In total, how many lines of the data contain the word "unlock"? Only that number is wanted.

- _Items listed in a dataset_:
⁂

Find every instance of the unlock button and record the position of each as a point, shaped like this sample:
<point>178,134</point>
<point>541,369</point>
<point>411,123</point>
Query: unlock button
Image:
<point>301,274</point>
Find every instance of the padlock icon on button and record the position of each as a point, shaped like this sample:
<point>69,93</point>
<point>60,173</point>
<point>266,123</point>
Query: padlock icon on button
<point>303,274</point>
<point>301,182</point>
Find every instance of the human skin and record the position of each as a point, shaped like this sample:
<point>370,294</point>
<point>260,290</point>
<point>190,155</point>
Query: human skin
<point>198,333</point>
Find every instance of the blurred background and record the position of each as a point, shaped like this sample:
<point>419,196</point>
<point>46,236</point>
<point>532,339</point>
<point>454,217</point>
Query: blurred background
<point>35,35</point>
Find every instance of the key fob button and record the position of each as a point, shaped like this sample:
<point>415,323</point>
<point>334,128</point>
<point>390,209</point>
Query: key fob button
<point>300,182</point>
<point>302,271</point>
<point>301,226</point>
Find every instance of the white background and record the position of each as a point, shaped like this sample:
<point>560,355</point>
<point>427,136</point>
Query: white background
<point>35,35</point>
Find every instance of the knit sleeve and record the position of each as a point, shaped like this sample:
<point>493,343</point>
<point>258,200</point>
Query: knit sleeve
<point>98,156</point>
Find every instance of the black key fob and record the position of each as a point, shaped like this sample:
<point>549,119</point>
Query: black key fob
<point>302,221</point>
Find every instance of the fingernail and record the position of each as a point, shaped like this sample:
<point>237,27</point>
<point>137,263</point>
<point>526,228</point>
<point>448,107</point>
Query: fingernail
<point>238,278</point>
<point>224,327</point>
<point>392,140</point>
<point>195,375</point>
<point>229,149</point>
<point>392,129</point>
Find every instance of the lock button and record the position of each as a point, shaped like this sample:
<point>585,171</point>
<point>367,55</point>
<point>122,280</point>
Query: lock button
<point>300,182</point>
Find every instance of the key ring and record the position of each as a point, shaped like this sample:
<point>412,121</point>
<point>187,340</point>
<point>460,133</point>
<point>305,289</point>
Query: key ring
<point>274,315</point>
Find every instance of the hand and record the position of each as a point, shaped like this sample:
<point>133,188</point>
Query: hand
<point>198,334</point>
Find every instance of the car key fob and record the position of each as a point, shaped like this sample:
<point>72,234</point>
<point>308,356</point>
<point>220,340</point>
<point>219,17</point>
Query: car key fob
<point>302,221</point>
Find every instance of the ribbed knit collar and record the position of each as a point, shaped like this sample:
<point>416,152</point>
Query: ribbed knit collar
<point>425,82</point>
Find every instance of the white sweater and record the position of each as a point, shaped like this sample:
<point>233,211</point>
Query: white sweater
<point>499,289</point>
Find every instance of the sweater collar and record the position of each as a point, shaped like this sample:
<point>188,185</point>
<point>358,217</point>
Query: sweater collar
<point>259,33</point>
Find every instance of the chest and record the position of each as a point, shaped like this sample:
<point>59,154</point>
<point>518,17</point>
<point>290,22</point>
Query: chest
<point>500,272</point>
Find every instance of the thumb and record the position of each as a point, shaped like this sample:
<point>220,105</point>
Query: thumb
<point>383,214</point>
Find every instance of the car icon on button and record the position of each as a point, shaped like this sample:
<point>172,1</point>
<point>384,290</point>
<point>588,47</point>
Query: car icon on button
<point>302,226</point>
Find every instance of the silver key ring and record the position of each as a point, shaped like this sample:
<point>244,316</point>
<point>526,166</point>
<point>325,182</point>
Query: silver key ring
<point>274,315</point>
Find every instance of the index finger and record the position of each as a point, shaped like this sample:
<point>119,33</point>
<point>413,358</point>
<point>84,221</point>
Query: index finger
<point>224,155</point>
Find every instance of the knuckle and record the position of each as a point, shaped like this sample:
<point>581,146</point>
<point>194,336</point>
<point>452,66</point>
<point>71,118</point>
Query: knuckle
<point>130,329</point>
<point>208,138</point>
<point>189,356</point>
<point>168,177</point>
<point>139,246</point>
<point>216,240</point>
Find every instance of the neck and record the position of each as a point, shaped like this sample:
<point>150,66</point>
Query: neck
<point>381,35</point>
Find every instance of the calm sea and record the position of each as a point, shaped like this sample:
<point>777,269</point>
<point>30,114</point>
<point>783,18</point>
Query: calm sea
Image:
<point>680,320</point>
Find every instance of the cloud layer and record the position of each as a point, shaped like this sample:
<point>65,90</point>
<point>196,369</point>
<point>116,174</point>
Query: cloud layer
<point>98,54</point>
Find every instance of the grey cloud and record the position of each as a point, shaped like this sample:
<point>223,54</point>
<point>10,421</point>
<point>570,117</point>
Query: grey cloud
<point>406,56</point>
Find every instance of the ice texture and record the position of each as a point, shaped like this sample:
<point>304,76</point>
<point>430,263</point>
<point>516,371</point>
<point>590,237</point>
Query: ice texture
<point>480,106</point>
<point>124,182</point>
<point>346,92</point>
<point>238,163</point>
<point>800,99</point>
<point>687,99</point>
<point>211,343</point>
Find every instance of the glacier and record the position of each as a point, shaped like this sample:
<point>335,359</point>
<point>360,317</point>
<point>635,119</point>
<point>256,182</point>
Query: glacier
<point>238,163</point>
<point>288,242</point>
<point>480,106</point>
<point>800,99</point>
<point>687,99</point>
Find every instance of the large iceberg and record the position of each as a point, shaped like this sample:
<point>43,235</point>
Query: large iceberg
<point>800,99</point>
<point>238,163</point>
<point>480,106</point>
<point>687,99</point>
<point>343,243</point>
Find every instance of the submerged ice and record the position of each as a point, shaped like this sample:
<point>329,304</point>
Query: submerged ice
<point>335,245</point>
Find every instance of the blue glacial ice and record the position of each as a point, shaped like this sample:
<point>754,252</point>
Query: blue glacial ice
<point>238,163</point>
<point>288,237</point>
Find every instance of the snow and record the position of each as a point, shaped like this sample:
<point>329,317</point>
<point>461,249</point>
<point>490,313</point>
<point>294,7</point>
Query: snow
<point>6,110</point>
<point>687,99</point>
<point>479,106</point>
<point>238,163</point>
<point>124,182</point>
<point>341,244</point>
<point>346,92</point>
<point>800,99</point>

⁂

- _OUTPUT FOR THIS TASK_:
2